▶ [WHAT YOU WILL DO]:
Answer these questions from the pan seared salmon text below:
(a) What two fats are the salmon fillets seared in?
(b) Which section is listed fourth in the table of contents?
(c) What must be done at the right time so the salmon never ends up overcooked?

▶ [SELECTED EXTRACT]:
========

Flaky and juicy salmon fillets are my top choice when I need to put together a quick dinner for myself or the entire family. 

We regularly enjoy cooking with salmon, whether that be air fryer salmon, sauteed salmon, lemon and pepper salmon, or evening stuffed salmon.

When we want to let the natural flavors of the fish shine and pair it with hearty sides, nothing beats pan-cooking the fish to perfection. 

Table of Contents
  1. Why this recipe works
  2. Ingredients needed
  3. How to pan sear salmon
  4. Tips for success
  5. Flavor variations
  6. What to serve with pan seared salmon
  7. Storage instructions 
  8. Recommended tools to make this recipe
  9. More delicious ways to cook salmon
  10. Frequently asked questions
  11. Pan Seared Salmon (Recipe Card)

Why this recipe works

If you enjoy the authentic buttery flavor of salmon without too many flavors overshadowing it, this pan seared salmon recipe will win your heart. The salmon fillets are seasoned with only salt and pepper and are seared to crispy golden perfection in butter and olive oil.

  • It needs minimal ingredients. If you have brought home some juicy cuts of fresh salmon and are looking for a simple but delicious way to cook them, this is the recipe to go for (along with baked salmon!).
  • It cooks quickly and easily. Like we do with blackened salmon or cast iron salmon, hot and fast is my favorite way to cook salmon. It takes a couple of minutes to cook salmon fillets in a heated pan and you never end up with overcooked salmon so long as you flip the fish at the right time (try it with honey garlic salmon, too).

========

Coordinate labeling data
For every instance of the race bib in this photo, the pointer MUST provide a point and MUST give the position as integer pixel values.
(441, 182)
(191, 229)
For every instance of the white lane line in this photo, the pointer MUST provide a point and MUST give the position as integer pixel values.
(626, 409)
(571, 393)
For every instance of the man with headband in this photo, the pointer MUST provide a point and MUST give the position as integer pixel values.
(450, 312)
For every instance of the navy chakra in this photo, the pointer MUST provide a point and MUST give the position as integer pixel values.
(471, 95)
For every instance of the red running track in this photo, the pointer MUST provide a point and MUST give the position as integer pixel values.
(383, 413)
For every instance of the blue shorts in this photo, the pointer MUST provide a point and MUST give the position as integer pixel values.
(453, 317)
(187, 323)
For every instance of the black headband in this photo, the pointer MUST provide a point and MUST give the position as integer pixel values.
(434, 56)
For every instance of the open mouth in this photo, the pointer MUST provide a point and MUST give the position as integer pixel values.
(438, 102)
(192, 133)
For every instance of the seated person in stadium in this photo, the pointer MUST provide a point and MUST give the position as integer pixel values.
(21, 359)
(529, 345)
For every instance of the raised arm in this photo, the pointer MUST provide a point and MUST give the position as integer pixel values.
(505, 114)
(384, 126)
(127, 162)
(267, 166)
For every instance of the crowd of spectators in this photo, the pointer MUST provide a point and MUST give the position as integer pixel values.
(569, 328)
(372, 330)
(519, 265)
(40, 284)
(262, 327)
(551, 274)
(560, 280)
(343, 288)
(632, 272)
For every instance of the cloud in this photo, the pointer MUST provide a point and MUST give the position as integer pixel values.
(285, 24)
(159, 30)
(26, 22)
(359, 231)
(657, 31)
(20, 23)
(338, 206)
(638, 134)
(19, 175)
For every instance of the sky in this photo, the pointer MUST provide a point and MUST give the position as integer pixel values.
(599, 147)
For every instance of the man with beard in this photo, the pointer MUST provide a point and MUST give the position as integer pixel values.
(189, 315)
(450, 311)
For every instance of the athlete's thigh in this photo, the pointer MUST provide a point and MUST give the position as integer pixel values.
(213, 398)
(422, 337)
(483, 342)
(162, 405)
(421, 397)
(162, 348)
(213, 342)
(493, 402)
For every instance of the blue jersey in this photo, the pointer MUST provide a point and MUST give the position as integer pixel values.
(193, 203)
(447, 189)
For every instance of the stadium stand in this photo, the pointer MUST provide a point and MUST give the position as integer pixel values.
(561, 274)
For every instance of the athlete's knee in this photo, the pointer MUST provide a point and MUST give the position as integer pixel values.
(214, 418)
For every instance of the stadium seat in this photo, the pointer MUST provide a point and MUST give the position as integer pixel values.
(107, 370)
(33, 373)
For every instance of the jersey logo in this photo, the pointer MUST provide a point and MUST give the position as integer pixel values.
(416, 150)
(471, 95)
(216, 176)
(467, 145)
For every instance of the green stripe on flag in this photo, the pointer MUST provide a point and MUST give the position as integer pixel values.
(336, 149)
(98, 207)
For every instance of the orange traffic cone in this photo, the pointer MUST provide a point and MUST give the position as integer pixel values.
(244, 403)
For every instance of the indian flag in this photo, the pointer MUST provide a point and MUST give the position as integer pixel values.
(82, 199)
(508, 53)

========

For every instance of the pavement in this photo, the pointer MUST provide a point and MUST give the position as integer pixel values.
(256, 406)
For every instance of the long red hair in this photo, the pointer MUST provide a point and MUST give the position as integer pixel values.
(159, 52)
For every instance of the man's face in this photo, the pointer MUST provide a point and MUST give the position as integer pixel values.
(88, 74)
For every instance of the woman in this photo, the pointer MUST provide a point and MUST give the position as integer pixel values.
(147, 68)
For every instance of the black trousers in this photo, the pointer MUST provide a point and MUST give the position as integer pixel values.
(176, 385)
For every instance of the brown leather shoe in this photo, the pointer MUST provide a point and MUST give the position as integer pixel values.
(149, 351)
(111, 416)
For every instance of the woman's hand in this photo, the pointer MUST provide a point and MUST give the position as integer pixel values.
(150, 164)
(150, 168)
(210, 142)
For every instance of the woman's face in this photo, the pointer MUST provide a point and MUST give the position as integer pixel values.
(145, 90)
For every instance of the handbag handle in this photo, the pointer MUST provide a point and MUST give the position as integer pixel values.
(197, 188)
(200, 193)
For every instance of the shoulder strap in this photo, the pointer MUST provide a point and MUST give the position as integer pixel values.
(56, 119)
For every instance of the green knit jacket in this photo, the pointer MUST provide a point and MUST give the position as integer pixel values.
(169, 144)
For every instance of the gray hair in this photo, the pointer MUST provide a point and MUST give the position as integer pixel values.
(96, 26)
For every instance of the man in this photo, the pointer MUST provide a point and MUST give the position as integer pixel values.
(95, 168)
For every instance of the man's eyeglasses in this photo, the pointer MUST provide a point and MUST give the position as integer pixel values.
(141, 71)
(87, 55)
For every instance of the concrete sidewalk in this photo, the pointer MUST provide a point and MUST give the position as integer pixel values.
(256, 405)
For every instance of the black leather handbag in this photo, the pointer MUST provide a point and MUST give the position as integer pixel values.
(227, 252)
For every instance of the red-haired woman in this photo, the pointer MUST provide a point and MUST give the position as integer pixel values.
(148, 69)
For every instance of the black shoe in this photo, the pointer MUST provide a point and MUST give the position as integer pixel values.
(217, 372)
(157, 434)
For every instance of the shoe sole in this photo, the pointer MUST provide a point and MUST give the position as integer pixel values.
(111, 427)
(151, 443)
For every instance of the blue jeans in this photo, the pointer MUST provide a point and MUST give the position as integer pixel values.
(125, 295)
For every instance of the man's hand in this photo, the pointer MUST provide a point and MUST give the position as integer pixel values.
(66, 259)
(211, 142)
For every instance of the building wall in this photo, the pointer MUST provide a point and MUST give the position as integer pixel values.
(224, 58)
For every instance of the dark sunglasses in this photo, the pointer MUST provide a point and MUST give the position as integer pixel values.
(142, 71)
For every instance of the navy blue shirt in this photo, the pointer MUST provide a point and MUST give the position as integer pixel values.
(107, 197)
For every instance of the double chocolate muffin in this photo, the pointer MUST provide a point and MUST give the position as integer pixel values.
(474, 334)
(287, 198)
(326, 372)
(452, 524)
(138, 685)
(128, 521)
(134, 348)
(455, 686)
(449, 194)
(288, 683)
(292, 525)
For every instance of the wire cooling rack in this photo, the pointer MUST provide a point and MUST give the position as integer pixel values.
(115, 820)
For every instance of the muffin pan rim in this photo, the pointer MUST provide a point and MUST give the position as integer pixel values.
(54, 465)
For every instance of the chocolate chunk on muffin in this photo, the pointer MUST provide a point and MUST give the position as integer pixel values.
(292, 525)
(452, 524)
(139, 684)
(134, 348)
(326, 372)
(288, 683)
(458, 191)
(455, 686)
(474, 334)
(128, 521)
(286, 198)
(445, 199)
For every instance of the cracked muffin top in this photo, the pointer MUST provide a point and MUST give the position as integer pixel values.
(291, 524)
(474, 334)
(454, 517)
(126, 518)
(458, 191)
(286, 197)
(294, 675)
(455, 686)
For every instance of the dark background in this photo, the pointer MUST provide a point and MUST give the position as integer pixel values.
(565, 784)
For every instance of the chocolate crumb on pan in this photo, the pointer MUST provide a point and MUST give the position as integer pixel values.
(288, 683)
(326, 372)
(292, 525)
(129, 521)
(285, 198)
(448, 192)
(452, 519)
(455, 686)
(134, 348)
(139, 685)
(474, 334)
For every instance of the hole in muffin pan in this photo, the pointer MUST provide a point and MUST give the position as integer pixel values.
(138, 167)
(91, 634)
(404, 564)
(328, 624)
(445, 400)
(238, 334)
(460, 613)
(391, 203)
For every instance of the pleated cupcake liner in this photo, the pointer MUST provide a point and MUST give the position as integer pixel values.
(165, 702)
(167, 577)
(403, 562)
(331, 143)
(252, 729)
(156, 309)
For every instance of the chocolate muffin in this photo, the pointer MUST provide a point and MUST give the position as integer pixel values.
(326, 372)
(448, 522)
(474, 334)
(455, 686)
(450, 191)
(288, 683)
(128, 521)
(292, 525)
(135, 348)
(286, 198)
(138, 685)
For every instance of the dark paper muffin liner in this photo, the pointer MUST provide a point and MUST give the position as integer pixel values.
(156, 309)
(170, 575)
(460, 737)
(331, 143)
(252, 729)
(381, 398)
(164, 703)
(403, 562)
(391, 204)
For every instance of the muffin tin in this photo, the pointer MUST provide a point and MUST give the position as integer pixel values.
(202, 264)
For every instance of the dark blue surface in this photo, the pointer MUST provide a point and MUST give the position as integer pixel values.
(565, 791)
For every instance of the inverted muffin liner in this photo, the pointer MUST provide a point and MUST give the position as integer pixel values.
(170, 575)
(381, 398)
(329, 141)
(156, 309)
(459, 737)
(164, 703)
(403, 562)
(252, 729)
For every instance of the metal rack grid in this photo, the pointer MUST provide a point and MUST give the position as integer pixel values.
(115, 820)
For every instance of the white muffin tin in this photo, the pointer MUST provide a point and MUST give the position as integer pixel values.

========

▶ [WRITTEN RESPONSE]:
(a) Butter and olive oil.
(b) Tips for success.
(c) The fish must be flipped.